• **Written instruction A**
Rewrite the stretch of rows from the line containing "written like (86,411)." through the end of the rows, requests included, offsetting every coordinate number in the answers by adding 125 to it.

─── Article

GOP anti-IRS efforts aid tax cheats, cost U.S. Treasury
Friday, November 03, 2023
I get alerts every day from search engines, the U.S. Department of Justice, and emails from my unpaid tax researcher, also known as the hubby, on tax crimes.
Many of the tales of tax offenders end up in the weekly Tax Felon Friday feature.
Today, however, I'm focusing on official efforts to facilitate such felonious tax actions.
Taking from the IRS: The U.S. House this week approved financial aid for Israel. The GOP bill to provide Israel $14.3 billion calls for that amount to be offset by taking funds, once again, from the Internal Revenue Service.
The vote is latest Republican attempt to claw back some (all?) of the $80 billion, 10-year appropriation to the IRS for customer service, enforcement, and operational improvements.
That historic funding package was dinged in June by the White House-Congressional debt ceiling deal that included IRS budget cuts of up to $21.4 billion over the next three years.
IRS take-back, take two: This week's Israel aid package is the latest GOP move to pick apart the IRS funds.
The measure was approved by a largely party-line vote (12 Democrats were among the bill's supporters in the 226-196 vote), but faces problems in the nominally Democratic Senate.
Senate Budget Committee Chair Sheldon Whitehouse (D-Rhode Island) blasted such GOP anti-IRS actions in a statement aimed at a Senate-specific measure introduced last month.
"Republicans' priority always seems to be protecting big, tax-dodging donors. They try to jam these cuts into any bill they can," said Whitehouse.
If the House bill does somehow make it through the upper chamber, President Joe Biden has said he would veto the measure.
But the effort by new House Speaker Mike Johnson (R-Louisiana) and his Senate counterparts highlight their party's continuing and continual commitment to undermining the IRS, particularly when it comes to tax compliance efforts.
Closing the Tax Gap: The U.S. Treasury has long faced a Tax Gap. That's the amount of tax Uncle Sam is legally owed, but which his tax collection agency has been unable to recover.
The current Tax Gap estimate is $688 billion.
Much of that missing money comes from wealthy taxpayers who underreport their incomes. Crypto assets also are big Tax Gap contributors.
But the IRS faces a huge hurdle in finding these hidden funds. It currently doesn't have the personnel or other resources to go after these tax scofflaws who use elaborate schemes to hide their taxable income.
New hires to target high earners: IRS Commissioner Danny Werfel has announced that part of the Inflation Reduction Act money would be used to hire 3,700 employees nationwide dedicated to tax compliance. The agency specifically is looking for potential employees who are technical experts when it comes to examining complicated tax returns.

──────
─── Records for processing

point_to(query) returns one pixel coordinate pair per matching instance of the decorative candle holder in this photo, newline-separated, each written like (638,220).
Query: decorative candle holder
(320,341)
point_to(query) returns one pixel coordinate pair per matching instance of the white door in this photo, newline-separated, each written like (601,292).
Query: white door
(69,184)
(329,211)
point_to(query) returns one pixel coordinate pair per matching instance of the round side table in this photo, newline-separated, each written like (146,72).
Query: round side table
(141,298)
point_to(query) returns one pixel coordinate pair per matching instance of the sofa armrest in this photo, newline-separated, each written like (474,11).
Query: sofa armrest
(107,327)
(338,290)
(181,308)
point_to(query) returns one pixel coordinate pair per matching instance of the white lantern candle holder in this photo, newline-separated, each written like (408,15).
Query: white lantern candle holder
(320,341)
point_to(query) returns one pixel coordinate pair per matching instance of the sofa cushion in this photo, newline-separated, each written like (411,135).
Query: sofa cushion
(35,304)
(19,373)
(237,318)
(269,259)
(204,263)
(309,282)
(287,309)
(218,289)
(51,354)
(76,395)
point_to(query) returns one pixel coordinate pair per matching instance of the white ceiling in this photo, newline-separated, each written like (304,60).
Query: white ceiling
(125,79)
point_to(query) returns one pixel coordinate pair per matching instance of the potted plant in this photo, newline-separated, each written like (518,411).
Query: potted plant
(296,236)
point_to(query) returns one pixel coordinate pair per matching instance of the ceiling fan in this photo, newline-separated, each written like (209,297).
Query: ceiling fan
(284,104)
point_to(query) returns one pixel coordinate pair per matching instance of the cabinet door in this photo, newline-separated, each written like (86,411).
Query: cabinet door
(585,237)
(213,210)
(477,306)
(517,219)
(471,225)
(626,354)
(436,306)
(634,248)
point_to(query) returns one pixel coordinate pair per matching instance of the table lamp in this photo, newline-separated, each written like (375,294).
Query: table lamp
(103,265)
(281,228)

──────

• **Written instruction B**
Go on with the article about Republican efforts to cut IRS funding from where it stops.

• **Written response A**
point_to(query) returns one pixel coordinate pair per matching instance of the cabinet door in this photo, newline-separated, each written like (86,411).
Query: cabinet door
(710,362)
(338,335)
(602,431)
(642,344)
(596,350)
(751,479)
(561,431)
(759,373)
point_to(query) returns one pixel coordinate pair per matching instance of the table lamp in this photo, newline-separated, each written like (375,294).
Query: table lamp
(228,390)
(406,353)

• **Written response B**
These new IRS staff will be assigned the most complex income tax returns. The IRS says this round of hiring is part of its larger effort to make tax enforcement more equitable, and expand compliance in areas of concern such as high-income earners, partnerships, large corporations, and promoters.
The GOP plan to cut the money to pay for such tax examinations essentially would aid those looking to avoid paying the tax they owe, mostly the high earners that Werfel and his crew say already are often noncompliant.
Real dollar costs of IRS cuts: It also would increase the federal deficit, an area that ostensibly is also a prime Republican Party concern.
The Congressional Budget Office's scoring of the GOP Israel aid/IRS cuts bill found that reducing the tax agency's funding would actually increase the deficit by enabling more tax evasion.
So while there are no official tax crime charges, the GOP's latest effort to gut IRS enforcement efforts gets the ol' blog's attention on this Tax Felon Friday.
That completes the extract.